_Aim of the task_
What number of lines in the entries below include the string "branches"? Respond with that number alone.

(Stored data)
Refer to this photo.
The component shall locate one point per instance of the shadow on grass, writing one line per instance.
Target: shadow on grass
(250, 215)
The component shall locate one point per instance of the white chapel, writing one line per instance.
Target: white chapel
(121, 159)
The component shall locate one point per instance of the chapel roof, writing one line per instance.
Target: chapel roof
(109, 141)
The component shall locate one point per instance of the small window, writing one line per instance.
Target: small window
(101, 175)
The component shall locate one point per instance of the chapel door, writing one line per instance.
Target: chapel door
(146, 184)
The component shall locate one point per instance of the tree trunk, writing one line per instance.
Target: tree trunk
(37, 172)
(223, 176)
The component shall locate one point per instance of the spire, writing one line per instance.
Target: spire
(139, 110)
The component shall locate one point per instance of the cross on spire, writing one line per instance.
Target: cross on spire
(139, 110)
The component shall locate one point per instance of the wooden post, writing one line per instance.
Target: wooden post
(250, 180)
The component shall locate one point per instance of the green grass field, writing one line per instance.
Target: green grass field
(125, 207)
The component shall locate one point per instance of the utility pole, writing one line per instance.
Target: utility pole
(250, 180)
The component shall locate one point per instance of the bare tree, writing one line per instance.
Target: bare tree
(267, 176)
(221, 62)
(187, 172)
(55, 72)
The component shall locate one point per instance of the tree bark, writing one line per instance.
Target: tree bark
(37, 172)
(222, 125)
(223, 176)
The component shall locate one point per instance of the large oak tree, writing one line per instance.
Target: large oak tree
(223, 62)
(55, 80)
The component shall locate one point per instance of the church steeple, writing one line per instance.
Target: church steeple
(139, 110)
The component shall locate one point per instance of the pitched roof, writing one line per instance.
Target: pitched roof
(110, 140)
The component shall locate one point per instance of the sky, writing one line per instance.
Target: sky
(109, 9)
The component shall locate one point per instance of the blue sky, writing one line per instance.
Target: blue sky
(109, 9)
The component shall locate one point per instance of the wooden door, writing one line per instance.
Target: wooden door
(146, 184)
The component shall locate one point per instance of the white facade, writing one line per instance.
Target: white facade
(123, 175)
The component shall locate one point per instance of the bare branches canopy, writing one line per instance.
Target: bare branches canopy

_Exercise answer_
2